Single by Bryan Martin

from the album Poets & Old Souls
- Released: October 28, 2022
- Genre: Country
- Length: 3:08
- Label: Average Joes Entertainment
- Songwriters: Bryan Martin; Vernon Brown;
- Producer: Nick Gibbens

Bryan Martin singles chronology
| "Fafo" (2022) | "We Ride" (2022) | "Wolves Cry" (2023) |

Music video
- "We Ride" on YouTube

= We Ride (Bryan Martin song) =

2022 single by Bryan Martin

"We Ride" is a song by American country music singer Bryan Martin. It was released on October 28, 2022 as the lead single from his third studio album Poets & Old Souls. A sleeper hit, it received more attention in 2023 after having gained traction on the video-sharing app TikTok, and was released as Martin's debut single to country radio on September 18, 2023. It is Martin's first song to reach the Billboard Hot 100, debuting at number 96 and peaking at number 56.

________________

## SET EXERCISE 1
Pick out each line of the listing that contains the word "rear" and copy it.
The song article and the listing that follows it were gathered from unrelated sources.

________________

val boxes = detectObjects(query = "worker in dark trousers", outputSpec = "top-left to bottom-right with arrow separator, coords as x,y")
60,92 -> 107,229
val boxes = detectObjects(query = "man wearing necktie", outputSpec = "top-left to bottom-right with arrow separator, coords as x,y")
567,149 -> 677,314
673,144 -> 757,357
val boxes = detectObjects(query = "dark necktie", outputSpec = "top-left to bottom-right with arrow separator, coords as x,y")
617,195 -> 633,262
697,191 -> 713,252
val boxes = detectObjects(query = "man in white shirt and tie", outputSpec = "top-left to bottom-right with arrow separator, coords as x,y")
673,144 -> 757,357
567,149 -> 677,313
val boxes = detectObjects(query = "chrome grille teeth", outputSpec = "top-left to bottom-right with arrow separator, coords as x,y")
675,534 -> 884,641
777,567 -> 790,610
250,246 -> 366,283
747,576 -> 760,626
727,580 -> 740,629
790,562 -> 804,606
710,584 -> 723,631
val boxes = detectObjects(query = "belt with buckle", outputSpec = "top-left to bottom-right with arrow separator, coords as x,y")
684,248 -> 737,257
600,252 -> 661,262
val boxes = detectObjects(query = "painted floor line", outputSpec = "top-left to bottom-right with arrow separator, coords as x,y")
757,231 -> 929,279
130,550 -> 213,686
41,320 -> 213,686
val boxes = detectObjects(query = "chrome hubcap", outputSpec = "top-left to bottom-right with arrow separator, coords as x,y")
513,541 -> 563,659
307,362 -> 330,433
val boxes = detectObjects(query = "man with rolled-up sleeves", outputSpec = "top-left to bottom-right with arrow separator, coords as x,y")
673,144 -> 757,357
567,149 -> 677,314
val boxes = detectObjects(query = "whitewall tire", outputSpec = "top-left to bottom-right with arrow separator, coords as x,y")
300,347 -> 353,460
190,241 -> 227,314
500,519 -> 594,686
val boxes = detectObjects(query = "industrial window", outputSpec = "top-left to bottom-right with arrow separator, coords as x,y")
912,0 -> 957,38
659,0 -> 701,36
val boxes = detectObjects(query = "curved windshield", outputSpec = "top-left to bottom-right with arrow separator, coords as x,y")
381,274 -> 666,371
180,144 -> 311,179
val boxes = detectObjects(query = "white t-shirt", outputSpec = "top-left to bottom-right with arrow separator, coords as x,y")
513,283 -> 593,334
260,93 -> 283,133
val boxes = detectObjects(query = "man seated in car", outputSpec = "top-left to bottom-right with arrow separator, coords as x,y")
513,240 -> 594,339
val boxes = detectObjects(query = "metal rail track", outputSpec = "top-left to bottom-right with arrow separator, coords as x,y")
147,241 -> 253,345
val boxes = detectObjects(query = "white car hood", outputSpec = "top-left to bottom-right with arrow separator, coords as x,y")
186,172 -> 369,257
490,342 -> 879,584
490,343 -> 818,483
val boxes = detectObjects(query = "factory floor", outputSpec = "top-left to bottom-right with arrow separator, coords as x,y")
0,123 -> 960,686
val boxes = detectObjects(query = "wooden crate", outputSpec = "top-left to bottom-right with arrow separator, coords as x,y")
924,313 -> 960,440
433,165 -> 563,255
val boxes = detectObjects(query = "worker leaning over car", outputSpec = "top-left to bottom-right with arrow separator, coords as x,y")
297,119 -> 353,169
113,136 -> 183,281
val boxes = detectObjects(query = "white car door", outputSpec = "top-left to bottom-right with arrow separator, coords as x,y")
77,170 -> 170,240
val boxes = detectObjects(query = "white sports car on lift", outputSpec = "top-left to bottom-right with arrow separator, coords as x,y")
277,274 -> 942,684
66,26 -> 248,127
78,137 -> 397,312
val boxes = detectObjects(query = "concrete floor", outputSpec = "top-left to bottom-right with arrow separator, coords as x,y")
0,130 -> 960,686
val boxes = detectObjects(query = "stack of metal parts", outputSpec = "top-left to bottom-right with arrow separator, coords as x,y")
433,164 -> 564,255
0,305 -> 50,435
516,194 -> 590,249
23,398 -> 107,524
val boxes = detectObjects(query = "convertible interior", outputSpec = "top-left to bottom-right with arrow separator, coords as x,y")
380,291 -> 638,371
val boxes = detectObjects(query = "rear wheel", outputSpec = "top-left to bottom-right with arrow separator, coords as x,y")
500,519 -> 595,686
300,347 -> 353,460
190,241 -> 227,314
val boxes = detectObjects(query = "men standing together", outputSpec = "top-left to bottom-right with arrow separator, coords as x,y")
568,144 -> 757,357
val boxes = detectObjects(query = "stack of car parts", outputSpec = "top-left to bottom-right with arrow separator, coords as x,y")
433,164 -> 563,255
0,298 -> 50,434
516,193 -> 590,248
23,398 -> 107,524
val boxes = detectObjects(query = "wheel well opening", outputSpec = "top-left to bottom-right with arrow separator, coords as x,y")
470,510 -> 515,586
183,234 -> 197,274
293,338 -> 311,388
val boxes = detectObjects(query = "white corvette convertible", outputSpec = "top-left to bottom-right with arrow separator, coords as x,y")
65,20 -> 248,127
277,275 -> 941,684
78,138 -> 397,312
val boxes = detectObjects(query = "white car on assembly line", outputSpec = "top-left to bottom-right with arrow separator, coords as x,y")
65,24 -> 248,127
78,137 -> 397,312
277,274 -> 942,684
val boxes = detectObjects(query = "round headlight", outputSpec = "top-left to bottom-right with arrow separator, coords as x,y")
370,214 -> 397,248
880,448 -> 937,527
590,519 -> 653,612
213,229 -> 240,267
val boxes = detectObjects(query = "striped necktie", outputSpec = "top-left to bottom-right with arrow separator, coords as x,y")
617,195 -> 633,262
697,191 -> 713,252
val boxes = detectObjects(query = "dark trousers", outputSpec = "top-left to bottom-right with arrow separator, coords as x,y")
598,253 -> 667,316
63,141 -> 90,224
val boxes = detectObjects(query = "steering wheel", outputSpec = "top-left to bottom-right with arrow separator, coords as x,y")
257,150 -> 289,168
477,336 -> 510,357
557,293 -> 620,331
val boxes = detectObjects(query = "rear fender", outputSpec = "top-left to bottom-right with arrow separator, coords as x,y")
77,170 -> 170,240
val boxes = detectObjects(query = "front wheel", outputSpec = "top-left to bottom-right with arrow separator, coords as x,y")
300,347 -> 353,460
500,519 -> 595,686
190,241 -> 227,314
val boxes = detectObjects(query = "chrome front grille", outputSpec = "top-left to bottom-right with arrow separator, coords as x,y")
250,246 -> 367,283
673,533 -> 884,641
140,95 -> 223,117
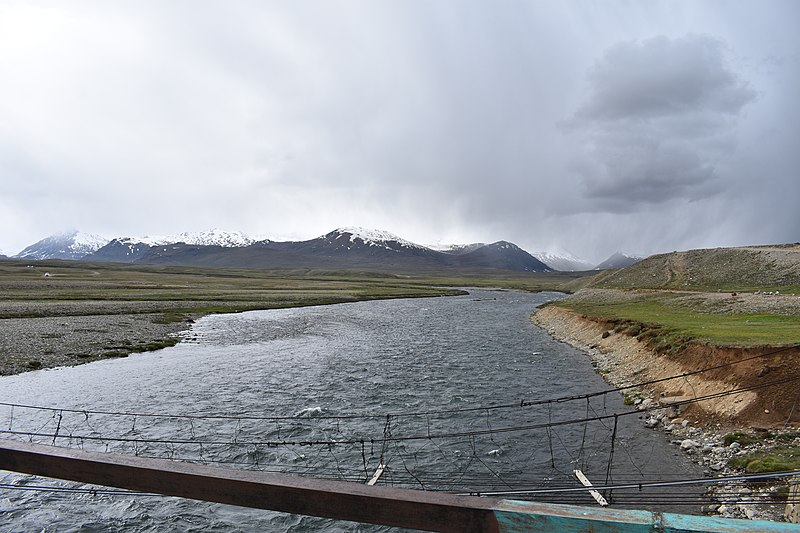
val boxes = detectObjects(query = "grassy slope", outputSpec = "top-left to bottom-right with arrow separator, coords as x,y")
557,245 -> 800,347
557,293 -> 800,346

________________

## SET EXERCISE 2
Please reproduce everything in the song article from "2022 single by" down to "at number 56.", renaming "Billboard Hot 100" as "Hot 100 chart".

## EXPECTED OUTPUT 1
val boxes = detectObjects(query = "rear wheel", outputSpec = "top-left to bottom-right with arrow separator, coords as x,y")
val boxes = detectObjects(query = "rear fender", outputSpec = "top-left to bottom-right with arrow separator, coords as x,y")

## EXPECTED OUTPUT 2
2022 single by Bryan Martin

"We Ride" is a song by American country music singer Bryan Martin. It was released on October 28, 2022 as the lead single from his third studio album Poets & Old Souls. A sleeper hit, it received more attention in 2023 after having gained traction on the video-sharing app TikTok, and was released as Martin's debut single to country radio on September 18, 2023. It is Martin's first song to reach the Hot 100 chart, debuting at number 96 and peaking at number 56.